Remember when NASCAR used to be fun? After doing this here writing gig for Frontstretch almost six years, I sometimes lose sight of the fact on just how much fun it was, say, five years ago. Nowadays, it seems like we are all just bitchin’ about this and/or that and it really gets mundane after awhile.
With that in mind, I recently went back to some old columns I wrote back in 2004, just to remember what this column originally started out to be. What follows are some excerpts from my older work, along with some commentary about how things have or have not changed since then, both on a personal level for me and in the racing world. One thing I found especially amusing are some of the changes, personality-wise, of a couple of drivers since then. So sit back, print this out and keep it near the toilet for reading at your leisure. If nothing else, you can use it should you discover your teenager did not replace the empty roll!
Let’s start at the beginning. Voices From the Heartland was brought to Frontstretch on March 11, 2004 with the following fanfare:
A brief history: I am stuck in Iowa. Have been for the last 12 years. A good thing if you want to grow corn. Not so good if you are a NASCARnatic. However, I, and other NASCARnians (I’m making these up as I go along…) here in our very small town, have found a great way to cope with our geographic isolation. We secretly gather (after church, of course) at our local tavern, which, by a totally unrelated quirk of geographic isolation, is called The Finish Line, to watch NASCAR on RBTV (Really Big TV) and consume cold beverages.

------------------------------

▶ [REQUIRED WORK]
1) Rewrite the paragraph of the NASCAR column that begins "A brief history: I am stuck in Iowa." as a short bulleted list that keeps its main facts.
2) Answer these questions using the NASCAR column.
(a) For about how long has the writer been writing for Frontstretch?
(b) On what date was Voices From the Heartland brought to Frontstretch?
(c) What is the name of the tavern where the fans gather?

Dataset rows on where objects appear
------------------------------

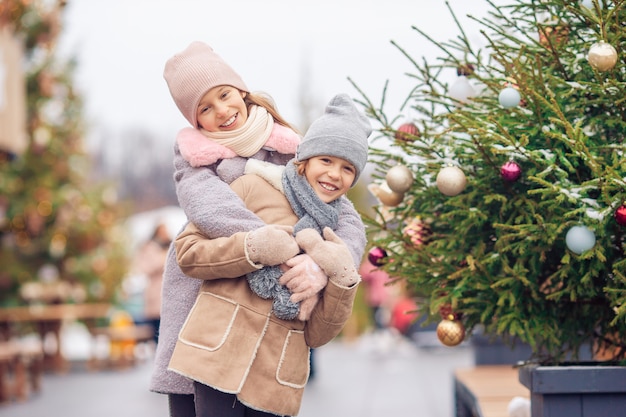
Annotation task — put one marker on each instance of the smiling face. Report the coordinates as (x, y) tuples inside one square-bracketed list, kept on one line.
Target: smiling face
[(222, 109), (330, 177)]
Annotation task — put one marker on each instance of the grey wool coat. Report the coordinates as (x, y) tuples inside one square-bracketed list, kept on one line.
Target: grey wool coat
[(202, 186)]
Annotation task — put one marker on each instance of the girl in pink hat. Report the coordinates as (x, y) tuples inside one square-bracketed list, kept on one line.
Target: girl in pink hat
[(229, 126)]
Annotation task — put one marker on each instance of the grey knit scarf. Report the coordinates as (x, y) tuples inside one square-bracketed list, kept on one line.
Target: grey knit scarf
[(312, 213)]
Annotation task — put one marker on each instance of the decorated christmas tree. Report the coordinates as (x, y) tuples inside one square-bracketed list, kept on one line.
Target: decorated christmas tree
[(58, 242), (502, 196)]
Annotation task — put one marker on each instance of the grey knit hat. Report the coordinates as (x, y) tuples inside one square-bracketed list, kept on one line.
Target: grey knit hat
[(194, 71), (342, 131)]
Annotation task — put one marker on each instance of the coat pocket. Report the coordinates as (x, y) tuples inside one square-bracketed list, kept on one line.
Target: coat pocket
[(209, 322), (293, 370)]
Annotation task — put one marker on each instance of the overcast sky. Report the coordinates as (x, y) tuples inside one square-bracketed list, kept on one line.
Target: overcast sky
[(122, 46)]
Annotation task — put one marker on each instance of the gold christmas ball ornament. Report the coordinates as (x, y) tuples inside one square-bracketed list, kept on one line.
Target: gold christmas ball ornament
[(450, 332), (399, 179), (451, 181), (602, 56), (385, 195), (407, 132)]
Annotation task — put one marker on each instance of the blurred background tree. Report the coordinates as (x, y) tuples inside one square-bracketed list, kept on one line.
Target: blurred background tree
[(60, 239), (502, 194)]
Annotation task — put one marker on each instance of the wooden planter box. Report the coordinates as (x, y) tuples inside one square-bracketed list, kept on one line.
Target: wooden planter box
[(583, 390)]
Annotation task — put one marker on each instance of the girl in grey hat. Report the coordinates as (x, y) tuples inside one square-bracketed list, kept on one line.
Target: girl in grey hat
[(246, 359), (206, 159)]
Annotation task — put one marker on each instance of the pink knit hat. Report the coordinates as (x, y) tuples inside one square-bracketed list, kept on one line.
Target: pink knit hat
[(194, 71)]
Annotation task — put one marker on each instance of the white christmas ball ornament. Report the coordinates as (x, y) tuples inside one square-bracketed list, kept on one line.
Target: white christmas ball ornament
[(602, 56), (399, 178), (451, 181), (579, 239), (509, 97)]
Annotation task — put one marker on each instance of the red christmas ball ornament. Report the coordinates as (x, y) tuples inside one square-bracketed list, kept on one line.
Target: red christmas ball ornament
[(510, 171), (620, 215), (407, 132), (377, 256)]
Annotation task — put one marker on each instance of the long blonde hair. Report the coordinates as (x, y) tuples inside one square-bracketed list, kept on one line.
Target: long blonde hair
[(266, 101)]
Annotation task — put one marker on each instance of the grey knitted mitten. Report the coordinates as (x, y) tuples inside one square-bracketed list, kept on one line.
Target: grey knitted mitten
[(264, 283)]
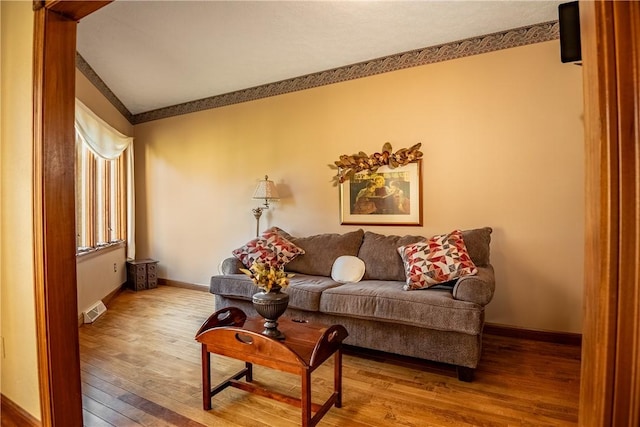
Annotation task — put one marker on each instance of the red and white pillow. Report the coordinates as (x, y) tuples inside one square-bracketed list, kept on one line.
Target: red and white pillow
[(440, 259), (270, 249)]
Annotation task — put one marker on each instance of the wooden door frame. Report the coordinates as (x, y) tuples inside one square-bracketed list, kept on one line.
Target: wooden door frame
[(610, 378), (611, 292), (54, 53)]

------------------------------

▶ [CORRECT ANSWERS]
1)
- The writer has been stuck in Iowa for the last 12 years, which is good for growing corn but not for a NASCAR fan.
- The writer and other fans in their very small town cope with this geographic isolation by gathering secretly after church at a local tavern called The Finish Line.
- There they watch NASCAR on a really big TV and drink cold beverages.

2)
(a) Almost six years.
(b) March 11, 2004.
(c) The Finish Line.